PROBLEM DESCRIPTION
Everything in the data below is left aside except the lines from the one containing "Category: ceramic cup" through the one containing "white background, then"; repeat those exactly.

--- START ---

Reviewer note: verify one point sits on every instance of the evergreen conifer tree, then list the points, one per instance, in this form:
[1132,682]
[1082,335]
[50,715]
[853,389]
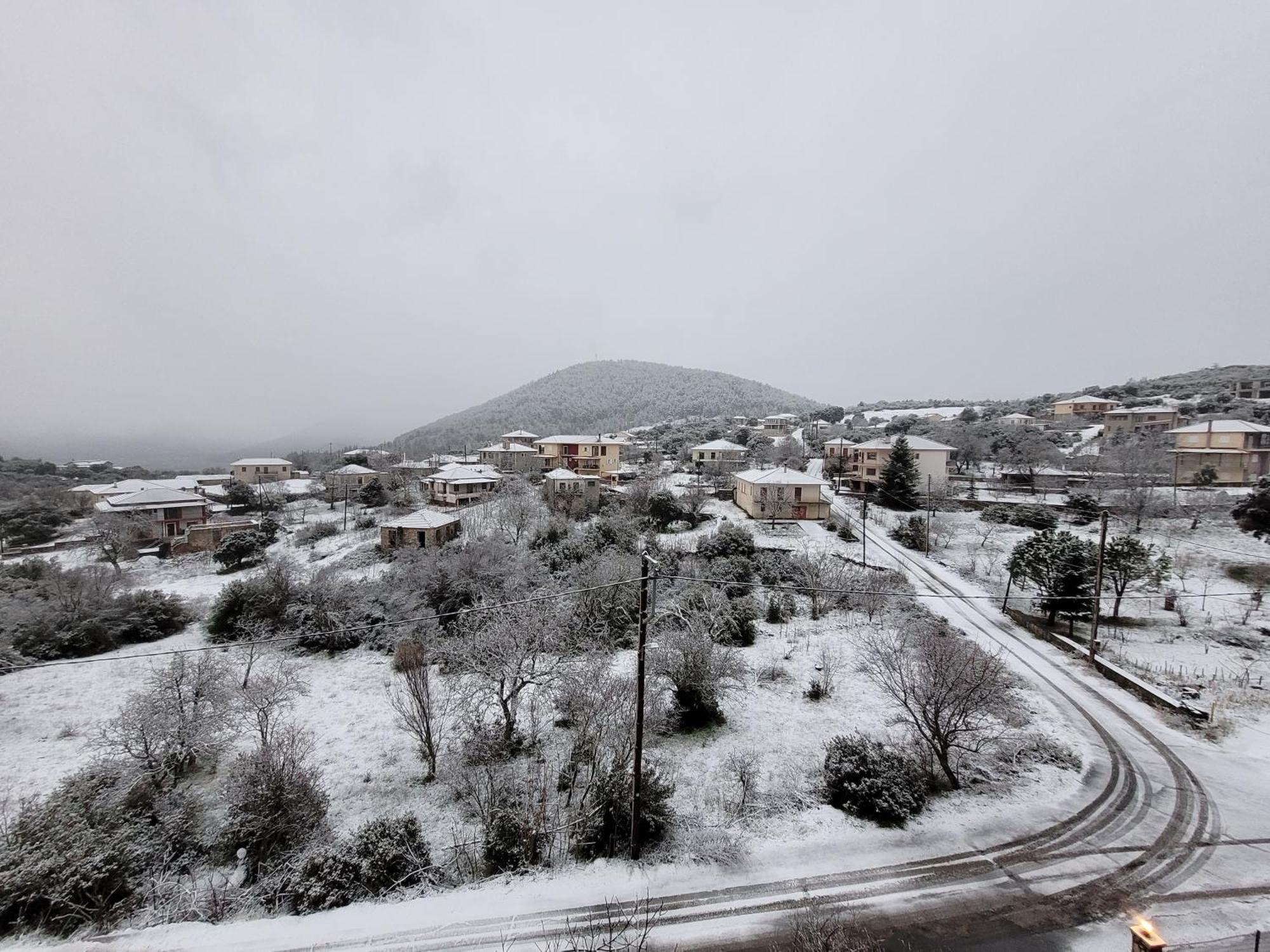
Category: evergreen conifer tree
[901,482]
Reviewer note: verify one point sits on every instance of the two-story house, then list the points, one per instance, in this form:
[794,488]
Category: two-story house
[514,454]
[591,455]
[159,513]
[782,494]
[572,493]
[869,459]
[719,454]
[1238,451]
[778,426]
[261,470]
[352,478]
[1085,406]
[426,529]
[1140,420]
[459,486]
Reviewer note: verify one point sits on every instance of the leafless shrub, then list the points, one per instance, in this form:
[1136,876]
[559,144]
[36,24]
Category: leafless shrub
[422,710]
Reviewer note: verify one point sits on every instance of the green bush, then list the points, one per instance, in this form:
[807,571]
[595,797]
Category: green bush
[309,535]
[873,781]
[996,513]
[606,831]
[383,855]
[83,855]
[1034,517]
[911,534]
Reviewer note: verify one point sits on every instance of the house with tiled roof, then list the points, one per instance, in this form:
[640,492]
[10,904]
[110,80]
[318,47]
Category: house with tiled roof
[426,529]
[1234,453]
[782,493]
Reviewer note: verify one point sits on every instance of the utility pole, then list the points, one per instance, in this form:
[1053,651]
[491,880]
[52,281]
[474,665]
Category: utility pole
[638,779]
[929,512]
[1098,585]
[864,531]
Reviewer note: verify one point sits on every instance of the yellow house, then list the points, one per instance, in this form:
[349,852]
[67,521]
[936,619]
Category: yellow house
[1239,451]
[1085,406]
[590,455]
[782,494]
[869,459]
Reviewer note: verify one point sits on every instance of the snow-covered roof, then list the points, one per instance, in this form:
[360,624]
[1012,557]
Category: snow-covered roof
[563,474]
[465,474]
[1224,427]
[581,439]
[783,477]
[914,444]
[152,498]
[1144,411]
[422,520]
[1085,399]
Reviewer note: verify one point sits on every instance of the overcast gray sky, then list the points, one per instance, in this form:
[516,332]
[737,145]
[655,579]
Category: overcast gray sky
[241,220]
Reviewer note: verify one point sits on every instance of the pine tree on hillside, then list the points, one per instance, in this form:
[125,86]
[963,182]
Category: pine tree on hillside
[900,486]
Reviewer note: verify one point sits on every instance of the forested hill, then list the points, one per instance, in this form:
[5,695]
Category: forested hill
[603,397]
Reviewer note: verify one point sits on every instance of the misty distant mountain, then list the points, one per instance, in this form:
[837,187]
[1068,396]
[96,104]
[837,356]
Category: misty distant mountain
[603,397]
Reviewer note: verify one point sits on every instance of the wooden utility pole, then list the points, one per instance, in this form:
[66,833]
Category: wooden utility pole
[1098,586]
[864,531]
[638,779]
[929,511]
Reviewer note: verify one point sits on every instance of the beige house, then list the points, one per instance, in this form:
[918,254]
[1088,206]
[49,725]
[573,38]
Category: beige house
[591,455]
[1085,407]
[869,459]
[422,530]
[571,492]
[1238,450]
[719,454]
[161,513]
[1140,420]
[521,437]
[514,454]
[261,470]
[459,486]
[778,425]
[838,449]
[1018,421]
[1252,389]
[782,494]
[351,478]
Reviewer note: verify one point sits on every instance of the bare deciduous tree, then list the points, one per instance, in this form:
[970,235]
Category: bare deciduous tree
[956,697]
[182,718]
[267,694]
[422,710]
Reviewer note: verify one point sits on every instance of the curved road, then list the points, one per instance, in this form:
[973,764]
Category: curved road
[1146,826]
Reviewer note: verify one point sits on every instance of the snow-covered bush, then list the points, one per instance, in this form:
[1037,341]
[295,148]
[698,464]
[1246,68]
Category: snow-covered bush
[911,534]
[1034,517]
[996,513]
[383,855]
[275,802]
[873,780]
[82,856]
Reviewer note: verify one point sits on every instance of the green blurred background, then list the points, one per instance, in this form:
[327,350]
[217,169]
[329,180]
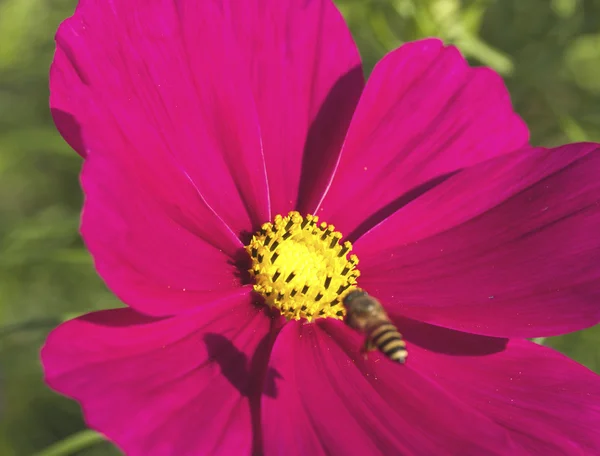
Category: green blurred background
[547,50]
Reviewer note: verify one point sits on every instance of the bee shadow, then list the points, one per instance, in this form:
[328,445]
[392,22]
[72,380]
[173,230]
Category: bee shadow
[242,372]
[250,376]
[448,341]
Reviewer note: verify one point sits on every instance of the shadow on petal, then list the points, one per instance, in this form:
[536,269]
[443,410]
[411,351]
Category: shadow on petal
[447,341]
[390,208]
[238,369]
[325,137]
[251,377]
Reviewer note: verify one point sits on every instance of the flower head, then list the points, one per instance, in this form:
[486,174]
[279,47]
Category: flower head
[241,179]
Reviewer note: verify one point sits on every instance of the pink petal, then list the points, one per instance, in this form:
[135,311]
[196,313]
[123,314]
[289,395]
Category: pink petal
[423,114]
[164,96]
[506,248]
[306,77]
[147,250]
[176,386]
[330,401]
[548,403]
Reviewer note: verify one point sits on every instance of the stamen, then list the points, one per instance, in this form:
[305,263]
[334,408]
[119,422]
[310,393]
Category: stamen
[313,264]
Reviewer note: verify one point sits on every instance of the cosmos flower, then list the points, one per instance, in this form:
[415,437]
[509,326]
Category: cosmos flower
[212,132]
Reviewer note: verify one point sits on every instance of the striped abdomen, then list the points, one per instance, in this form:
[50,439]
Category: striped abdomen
[388,340]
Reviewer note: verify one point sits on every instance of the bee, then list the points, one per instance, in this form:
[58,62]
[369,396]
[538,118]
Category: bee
[366,314]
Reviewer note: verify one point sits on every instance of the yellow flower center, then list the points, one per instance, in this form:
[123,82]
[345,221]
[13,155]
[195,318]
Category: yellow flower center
[301,268]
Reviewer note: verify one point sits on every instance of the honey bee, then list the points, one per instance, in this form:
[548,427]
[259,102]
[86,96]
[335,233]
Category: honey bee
[366,314]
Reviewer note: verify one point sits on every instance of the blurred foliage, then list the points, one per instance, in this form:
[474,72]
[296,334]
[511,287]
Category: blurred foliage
[547,50]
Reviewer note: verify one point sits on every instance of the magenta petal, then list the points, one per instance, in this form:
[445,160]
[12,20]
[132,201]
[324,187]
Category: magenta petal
[178,386]
[506,248]
[146,249]
[330,401]
[167,95]
[424,113]
[306,78]
[548,403]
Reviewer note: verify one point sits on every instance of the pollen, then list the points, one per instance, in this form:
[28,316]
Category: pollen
[301,267]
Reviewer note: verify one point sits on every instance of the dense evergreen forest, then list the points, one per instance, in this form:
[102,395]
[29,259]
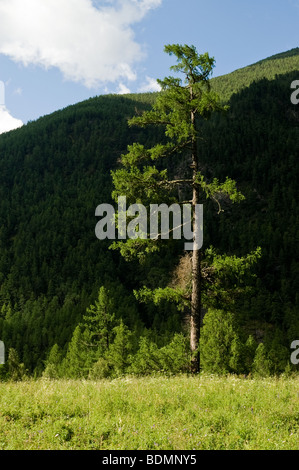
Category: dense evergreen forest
[67,306]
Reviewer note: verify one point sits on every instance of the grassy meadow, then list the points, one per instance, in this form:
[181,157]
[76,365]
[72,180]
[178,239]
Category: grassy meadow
[153,413]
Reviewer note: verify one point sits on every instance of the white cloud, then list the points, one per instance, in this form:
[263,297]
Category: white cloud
[123,89]
[150,85]
[91,42]
[7,122]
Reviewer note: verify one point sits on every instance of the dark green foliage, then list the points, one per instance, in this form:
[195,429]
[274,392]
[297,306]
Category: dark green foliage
[55,171]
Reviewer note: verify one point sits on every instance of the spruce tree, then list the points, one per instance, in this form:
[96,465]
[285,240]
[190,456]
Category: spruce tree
[180,107]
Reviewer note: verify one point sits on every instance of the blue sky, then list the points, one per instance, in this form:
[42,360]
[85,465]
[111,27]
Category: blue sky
[54,53]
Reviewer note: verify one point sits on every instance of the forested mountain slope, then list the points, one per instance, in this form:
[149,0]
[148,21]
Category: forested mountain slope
[56,170]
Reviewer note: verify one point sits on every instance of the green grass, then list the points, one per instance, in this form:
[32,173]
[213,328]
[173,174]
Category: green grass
[156,413]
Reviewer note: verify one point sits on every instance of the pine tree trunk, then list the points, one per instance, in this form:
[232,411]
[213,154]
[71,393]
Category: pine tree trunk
[196,265]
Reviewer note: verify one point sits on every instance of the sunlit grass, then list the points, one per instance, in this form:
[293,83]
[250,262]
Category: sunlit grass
[155,413]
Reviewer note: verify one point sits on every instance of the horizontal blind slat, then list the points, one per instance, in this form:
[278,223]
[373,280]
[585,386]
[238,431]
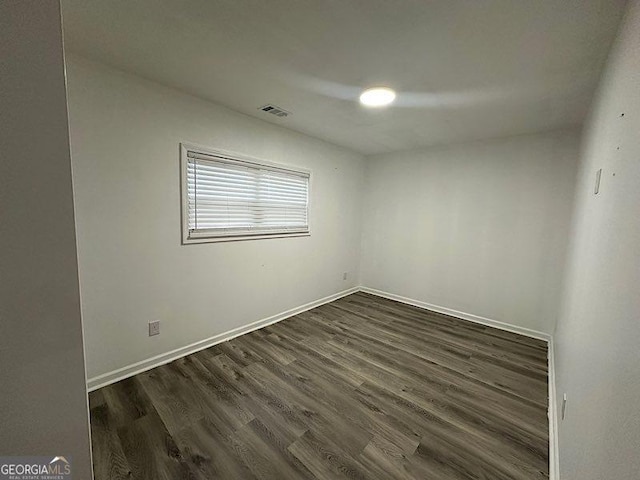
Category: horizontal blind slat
[231,197]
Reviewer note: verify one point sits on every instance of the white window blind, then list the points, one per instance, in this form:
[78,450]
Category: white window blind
[234,197]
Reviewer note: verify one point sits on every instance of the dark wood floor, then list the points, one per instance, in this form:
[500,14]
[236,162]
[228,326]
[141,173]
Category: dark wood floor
[361,388]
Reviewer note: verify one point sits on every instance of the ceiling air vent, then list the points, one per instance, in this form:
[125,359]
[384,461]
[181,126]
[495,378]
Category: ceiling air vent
[273,110]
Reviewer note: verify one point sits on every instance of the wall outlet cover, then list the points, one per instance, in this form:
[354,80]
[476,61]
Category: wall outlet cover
[154,328]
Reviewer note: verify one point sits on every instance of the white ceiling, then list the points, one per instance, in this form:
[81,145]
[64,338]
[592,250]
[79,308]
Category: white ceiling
[463,69]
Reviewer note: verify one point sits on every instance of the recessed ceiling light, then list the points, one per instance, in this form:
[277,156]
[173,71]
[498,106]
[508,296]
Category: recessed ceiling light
[377,97]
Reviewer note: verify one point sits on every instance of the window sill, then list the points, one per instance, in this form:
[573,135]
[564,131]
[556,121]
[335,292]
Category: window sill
[188,241]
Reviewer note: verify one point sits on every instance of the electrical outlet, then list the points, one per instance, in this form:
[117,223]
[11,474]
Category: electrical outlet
[154,328]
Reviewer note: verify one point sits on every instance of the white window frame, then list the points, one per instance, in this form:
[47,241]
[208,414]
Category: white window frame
[188,238]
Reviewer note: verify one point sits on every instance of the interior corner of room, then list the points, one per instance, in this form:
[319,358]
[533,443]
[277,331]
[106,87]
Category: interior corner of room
[463,262]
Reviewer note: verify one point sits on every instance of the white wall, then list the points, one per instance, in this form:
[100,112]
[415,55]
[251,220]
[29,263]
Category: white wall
[479,228]
[125,133]
[598,336]
[43,398]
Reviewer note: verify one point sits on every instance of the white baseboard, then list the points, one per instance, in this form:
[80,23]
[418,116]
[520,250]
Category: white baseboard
[554,464]
[144,365]
[116,375]
[554,451]
[458,314]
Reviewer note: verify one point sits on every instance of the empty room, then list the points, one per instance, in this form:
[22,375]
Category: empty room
[320,239]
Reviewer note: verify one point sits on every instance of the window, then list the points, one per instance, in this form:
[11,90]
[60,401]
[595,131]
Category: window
[231,197]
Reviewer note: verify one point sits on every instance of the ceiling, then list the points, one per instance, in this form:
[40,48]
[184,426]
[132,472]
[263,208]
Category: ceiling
[463,69]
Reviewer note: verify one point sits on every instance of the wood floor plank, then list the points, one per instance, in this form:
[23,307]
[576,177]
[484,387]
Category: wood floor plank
[361,388]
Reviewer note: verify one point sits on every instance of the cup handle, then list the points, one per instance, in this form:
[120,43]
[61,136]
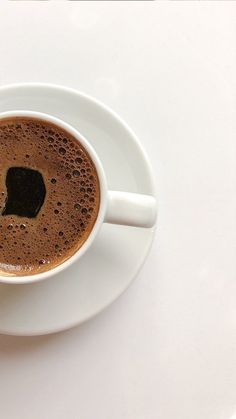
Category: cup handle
[131,209]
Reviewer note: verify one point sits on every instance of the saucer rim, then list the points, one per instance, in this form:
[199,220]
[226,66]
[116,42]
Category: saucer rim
[133,136]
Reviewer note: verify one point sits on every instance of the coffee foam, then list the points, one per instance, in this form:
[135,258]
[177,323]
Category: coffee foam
[33,245]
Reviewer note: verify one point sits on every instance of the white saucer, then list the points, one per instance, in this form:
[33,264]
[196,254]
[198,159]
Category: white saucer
[110,265]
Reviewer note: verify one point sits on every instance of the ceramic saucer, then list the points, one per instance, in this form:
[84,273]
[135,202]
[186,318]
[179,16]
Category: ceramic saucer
[118,252]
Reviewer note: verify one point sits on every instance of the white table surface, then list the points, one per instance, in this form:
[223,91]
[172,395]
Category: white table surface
[167,348]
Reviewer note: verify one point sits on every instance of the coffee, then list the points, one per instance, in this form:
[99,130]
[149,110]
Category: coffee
[49,195]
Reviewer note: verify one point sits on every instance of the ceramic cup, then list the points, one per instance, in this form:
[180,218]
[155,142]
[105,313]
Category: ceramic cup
[116,207]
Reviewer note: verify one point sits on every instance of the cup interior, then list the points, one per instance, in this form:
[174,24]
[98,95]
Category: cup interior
[20,279]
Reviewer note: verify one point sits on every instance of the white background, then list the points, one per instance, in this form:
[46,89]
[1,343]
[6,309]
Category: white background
[167,348]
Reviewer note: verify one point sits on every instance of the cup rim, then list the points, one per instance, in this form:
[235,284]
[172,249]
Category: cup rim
[26,279]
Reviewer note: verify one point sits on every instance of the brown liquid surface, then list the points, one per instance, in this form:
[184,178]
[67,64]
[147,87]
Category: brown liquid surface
[67,211]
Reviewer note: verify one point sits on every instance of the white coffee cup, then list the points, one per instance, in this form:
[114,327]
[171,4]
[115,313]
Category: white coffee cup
[116,207]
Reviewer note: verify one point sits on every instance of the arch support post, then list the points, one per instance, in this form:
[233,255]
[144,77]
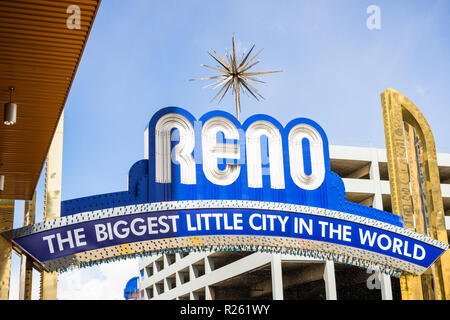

--- END ---

PROBLEM SOLUTION
Category: ceramic cup
[116,207]
Reviewer note: verify one point sits on every instance of the cup interior, then list the points, one per instance, in this form:
[174,24]
[98,95]
Category: cup interior
[20,279]
Reviewer note: verify one point sits on every instance of the white background, then list the points, one per instance, in this form:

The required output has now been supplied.